Repeat verbatim every line of the material, beginning at the line that holds "Provide one point per instance of the red steel" and ending at its last line.

Source data
________________________________________

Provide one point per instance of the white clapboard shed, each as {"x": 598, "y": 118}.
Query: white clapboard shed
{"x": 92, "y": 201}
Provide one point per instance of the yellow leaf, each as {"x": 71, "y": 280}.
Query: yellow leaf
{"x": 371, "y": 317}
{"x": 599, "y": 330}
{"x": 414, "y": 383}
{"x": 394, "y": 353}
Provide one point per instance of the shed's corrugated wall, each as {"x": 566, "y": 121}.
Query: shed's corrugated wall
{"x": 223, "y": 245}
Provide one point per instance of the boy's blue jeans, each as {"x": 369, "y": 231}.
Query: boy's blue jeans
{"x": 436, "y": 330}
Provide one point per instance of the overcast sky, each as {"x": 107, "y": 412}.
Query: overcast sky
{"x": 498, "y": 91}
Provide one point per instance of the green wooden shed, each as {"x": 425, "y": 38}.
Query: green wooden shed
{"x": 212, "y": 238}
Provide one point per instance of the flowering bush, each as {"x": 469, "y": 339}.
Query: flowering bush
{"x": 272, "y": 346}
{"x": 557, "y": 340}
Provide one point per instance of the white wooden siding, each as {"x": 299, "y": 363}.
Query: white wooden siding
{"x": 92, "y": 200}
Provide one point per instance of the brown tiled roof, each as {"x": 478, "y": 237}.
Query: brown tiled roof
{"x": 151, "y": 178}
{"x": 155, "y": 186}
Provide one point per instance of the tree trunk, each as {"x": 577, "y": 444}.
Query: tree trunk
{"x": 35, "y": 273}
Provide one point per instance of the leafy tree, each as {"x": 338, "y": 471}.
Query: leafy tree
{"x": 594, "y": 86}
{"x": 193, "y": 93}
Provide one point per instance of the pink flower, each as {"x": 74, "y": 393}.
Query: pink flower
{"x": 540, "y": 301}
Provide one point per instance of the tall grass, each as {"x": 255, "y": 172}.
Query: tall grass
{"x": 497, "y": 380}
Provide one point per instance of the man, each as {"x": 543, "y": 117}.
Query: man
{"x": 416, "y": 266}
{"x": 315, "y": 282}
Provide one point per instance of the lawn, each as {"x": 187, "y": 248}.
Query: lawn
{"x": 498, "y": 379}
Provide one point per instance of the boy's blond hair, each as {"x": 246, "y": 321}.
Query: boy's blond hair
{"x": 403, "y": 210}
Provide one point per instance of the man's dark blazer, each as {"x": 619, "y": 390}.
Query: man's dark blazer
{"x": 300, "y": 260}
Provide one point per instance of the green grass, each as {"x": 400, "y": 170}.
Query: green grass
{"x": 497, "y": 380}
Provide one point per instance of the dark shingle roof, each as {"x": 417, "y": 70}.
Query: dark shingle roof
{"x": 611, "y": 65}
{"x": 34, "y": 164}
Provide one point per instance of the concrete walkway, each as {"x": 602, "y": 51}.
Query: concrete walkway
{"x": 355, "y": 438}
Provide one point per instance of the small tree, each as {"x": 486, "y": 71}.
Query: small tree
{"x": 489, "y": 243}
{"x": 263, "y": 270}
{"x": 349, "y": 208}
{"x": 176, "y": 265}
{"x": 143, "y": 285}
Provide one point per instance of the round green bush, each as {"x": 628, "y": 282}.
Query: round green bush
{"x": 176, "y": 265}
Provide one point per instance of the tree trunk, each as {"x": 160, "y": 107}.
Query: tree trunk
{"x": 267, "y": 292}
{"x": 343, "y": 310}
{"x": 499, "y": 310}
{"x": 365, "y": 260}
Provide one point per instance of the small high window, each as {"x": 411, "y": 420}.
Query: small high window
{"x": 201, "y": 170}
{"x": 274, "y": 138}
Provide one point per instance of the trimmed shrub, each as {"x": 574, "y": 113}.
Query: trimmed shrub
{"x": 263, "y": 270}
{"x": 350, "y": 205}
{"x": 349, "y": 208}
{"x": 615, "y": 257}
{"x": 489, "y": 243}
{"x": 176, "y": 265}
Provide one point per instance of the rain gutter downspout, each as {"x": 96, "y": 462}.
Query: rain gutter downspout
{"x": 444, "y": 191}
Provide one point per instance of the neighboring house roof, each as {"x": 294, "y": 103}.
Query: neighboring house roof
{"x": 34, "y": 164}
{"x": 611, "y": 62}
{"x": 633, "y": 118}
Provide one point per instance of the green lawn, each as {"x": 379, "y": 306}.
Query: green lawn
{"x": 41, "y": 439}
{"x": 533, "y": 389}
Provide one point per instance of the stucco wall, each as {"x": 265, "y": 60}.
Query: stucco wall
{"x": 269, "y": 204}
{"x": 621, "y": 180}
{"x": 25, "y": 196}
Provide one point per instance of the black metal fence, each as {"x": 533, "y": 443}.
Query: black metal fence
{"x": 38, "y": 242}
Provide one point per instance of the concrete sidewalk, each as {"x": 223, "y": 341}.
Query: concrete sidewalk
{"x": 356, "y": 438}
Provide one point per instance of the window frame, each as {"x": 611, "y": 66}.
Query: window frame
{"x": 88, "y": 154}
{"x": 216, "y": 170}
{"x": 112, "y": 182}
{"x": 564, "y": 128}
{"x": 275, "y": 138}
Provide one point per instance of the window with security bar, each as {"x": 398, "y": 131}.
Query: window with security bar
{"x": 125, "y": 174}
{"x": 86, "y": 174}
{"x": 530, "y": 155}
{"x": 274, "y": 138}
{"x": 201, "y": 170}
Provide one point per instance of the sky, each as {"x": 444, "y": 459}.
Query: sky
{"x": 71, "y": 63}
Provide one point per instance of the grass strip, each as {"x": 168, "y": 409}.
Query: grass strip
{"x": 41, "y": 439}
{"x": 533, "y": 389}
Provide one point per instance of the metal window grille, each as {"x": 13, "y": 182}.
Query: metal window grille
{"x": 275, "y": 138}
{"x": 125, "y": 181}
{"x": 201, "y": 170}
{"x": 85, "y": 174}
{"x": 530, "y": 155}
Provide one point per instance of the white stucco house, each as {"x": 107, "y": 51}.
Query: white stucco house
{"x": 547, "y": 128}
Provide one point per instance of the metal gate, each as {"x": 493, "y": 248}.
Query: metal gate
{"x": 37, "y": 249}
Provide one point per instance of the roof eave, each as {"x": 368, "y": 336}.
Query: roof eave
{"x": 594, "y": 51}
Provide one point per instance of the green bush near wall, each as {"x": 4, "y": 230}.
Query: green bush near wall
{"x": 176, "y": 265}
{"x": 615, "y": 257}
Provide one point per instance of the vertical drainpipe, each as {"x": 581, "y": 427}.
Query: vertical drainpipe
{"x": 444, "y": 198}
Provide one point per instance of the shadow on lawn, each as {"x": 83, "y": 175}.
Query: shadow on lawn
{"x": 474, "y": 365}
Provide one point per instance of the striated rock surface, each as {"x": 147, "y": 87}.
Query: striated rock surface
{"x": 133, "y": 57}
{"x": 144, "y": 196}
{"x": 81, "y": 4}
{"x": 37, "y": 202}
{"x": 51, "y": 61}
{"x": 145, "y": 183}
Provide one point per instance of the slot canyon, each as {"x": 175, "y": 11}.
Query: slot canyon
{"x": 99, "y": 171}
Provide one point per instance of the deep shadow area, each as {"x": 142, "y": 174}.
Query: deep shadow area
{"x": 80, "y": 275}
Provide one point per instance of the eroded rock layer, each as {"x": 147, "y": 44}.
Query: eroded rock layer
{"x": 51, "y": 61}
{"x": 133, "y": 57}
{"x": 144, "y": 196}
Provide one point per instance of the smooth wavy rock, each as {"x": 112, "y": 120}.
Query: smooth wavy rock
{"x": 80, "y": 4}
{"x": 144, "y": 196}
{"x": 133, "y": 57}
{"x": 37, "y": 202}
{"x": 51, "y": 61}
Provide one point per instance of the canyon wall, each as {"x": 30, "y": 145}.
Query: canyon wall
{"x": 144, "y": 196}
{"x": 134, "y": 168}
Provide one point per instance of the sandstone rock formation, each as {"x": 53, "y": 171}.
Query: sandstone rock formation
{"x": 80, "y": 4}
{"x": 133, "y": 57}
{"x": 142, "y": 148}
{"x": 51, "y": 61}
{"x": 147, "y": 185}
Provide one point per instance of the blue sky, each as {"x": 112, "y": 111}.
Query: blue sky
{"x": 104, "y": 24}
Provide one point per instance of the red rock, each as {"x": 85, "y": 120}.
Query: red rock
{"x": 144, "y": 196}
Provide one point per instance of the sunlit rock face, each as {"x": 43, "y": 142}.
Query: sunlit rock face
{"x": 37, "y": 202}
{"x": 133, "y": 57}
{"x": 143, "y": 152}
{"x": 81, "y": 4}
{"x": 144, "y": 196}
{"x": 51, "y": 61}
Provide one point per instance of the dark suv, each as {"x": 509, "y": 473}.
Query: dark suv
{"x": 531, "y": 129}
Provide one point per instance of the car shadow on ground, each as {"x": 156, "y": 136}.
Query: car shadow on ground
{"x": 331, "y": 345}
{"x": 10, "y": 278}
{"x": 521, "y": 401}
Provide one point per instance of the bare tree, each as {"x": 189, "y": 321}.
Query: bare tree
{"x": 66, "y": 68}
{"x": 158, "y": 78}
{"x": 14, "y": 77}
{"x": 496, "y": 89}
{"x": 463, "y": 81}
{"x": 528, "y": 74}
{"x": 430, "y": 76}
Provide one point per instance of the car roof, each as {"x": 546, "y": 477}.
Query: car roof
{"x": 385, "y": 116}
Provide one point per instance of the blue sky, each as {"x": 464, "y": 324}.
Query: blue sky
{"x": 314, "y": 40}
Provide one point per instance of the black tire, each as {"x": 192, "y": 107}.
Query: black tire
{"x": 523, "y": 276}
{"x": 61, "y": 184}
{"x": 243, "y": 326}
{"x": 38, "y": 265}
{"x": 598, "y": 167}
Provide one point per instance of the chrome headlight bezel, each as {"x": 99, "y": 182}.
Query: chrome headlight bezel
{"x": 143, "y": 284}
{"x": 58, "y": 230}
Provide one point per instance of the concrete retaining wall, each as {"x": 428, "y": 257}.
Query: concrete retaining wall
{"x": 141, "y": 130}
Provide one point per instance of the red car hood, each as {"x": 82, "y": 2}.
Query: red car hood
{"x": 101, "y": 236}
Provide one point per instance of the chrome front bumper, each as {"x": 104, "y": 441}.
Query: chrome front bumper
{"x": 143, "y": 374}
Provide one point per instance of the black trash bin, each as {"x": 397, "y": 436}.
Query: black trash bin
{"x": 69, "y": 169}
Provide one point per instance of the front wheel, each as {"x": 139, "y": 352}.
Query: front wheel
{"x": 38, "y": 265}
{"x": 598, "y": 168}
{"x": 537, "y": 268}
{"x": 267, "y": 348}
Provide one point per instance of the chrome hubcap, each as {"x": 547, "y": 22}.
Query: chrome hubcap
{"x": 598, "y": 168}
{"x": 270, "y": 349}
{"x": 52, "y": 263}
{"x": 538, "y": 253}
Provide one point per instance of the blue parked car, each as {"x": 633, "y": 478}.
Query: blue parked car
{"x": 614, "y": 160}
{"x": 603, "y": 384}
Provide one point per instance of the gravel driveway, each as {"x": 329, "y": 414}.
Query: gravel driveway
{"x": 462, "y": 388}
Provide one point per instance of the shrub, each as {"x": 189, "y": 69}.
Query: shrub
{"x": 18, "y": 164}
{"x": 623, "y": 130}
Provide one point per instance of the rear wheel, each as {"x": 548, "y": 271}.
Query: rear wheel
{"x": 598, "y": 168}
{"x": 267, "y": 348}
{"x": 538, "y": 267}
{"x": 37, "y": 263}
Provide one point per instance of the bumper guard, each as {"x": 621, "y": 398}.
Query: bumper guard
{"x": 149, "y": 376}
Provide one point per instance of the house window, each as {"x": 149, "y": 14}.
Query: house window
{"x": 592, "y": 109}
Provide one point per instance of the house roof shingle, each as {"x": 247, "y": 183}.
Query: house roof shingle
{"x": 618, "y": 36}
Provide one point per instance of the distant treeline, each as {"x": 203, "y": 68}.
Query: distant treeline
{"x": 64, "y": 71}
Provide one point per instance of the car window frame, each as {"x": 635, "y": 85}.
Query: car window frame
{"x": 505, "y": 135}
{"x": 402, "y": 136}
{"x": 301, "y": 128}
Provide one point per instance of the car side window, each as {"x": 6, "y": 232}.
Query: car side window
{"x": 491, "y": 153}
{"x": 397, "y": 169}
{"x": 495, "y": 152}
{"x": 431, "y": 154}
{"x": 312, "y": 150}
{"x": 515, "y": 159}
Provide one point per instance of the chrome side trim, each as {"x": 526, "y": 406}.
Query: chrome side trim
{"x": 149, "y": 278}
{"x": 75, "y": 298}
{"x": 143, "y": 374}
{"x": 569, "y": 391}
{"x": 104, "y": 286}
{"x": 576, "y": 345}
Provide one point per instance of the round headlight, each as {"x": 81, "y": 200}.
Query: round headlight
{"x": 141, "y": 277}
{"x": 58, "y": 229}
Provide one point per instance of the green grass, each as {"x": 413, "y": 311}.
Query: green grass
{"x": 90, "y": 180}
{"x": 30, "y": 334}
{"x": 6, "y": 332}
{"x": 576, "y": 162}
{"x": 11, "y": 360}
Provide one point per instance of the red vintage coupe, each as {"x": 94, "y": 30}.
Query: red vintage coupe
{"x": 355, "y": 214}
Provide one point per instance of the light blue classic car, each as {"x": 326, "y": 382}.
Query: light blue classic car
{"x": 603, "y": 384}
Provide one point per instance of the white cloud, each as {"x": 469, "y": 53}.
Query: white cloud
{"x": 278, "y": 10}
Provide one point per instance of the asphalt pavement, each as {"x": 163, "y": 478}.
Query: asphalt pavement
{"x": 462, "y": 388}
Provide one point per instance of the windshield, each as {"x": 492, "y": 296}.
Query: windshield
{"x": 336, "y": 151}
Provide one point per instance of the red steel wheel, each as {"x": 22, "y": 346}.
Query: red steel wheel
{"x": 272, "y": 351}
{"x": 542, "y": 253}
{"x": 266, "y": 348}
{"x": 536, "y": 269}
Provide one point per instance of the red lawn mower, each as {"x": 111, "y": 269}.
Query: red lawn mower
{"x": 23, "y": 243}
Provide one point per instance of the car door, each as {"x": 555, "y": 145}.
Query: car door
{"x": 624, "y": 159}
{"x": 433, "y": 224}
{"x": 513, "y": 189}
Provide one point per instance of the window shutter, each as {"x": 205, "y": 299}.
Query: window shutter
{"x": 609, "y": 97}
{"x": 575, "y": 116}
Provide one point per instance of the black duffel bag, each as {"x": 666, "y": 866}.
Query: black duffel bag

________________________________________

### Task solution
Provide one point per instance of the red steel wheel, each as {"x": 22, "y": 346}.
Query: red steel wheel
{"x": 272, "y": 351}
{"x": 542, "y": 253}
{"x": 266, "y": 348}
{"x": 536, "y": 269}
Provide one point per instance of the red lawn mower, each as {"x": 111, "y": 269}.
Query: red lawn mower
{"x": 23, "y": 243}
Provide one point per instance of the car door, each as {"x": 555, "y": 145}.
Query: car door
{"x": 624, "y": 159}
{"x": 433, "y": 224}
{"x": 513, "y": 189}
Provide one point per instance of the window shutter, each as {"x": 205, "y": 299}.
Query: window shutter
{"x": 609, "y": 97}
{"x": 575, "y": 116}
Provide one point per instance of the black duffel bag, each as {"x": 666, "y": 866}.
Query: black duffel bag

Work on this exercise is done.